▶ [Data supplied]

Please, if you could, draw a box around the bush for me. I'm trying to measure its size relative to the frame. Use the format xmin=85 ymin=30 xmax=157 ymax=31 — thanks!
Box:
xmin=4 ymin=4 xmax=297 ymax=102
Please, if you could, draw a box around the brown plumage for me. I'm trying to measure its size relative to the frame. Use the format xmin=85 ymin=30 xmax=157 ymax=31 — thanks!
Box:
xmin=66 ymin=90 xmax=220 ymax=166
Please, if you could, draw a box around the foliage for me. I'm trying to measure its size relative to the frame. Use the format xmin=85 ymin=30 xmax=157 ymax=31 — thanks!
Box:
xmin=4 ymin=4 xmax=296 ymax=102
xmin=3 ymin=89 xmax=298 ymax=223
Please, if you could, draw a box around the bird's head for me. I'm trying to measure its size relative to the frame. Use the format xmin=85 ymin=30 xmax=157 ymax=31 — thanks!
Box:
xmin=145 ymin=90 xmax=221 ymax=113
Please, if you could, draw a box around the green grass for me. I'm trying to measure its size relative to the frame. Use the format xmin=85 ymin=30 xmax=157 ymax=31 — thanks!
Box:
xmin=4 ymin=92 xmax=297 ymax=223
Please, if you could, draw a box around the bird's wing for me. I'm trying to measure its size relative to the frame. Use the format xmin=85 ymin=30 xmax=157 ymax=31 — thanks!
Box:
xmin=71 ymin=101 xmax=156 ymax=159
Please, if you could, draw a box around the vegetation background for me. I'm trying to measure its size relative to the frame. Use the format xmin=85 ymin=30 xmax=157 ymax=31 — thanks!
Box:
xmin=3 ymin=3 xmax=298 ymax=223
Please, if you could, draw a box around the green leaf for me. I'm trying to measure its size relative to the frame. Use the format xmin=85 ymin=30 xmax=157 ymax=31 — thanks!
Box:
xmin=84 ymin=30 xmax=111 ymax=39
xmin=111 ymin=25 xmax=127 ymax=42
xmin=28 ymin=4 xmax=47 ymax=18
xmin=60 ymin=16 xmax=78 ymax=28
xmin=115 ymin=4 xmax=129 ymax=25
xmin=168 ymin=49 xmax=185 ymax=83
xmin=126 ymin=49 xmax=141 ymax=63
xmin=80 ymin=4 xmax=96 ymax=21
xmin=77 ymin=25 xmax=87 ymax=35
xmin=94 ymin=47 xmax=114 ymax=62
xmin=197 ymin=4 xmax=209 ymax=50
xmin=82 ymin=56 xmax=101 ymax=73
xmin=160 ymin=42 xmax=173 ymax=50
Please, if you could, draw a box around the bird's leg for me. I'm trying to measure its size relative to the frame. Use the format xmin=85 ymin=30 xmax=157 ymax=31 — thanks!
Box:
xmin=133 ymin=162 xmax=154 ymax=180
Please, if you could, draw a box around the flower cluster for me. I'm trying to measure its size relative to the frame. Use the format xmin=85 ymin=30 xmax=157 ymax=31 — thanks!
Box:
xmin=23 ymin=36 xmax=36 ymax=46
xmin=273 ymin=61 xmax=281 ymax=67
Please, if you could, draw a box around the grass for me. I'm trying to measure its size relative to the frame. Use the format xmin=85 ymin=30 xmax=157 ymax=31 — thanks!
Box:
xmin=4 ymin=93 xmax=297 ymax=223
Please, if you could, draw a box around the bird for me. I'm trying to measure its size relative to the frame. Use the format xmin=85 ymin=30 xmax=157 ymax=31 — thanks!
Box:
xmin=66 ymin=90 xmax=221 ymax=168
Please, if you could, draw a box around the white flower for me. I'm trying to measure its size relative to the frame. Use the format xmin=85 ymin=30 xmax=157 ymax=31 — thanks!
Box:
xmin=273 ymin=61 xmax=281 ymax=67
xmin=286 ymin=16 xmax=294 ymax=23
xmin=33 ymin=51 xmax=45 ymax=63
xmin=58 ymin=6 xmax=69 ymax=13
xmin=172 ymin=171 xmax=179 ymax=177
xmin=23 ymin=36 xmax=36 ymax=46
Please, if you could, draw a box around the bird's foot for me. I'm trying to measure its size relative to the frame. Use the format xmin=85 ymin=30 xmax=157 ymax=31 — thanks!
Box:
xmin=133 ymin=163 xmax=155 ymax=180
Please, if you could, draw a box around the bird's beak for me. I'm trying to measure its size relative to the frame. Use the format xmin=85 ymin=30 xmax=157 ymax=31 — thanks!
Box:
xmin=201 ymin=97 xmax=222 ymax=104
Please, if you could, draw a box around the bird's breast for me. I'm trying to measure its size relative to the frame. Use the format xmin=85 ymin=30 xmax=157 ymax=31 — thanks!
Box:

▶ [Short exercise]
Edit the part of the listing starting at the line that contains "Please, if you could, draw a box around the brown" and ending at the line that contains "xmin=3 ymin=89 xmax=298 ymax=223", substituting "leafy branches" for "foliage" and leaving everything else unchanged. Reproduce only those lines.

▶ [Task response]
Please, if you could, draw a box around the brown plumage for me. I'm trying to measure its size relative to the frame. Use the format xmin=85 ymin=30 xmax=157 ymax=31 — thanks!
Box:
xmin=66 ymin=90 xmax=220 ymax=166
Please, if you could, draw a box around the leafy branches for me. I'm trying to measure its size relative to the frame. Use the format xmin=85 ymin=30 xmax=157 ymax=31 — thanks!
Box:
xmin=4 ymin=4 xmax=296 ymax=102
xmin=3 ymin=89 xmax=298 ymax=223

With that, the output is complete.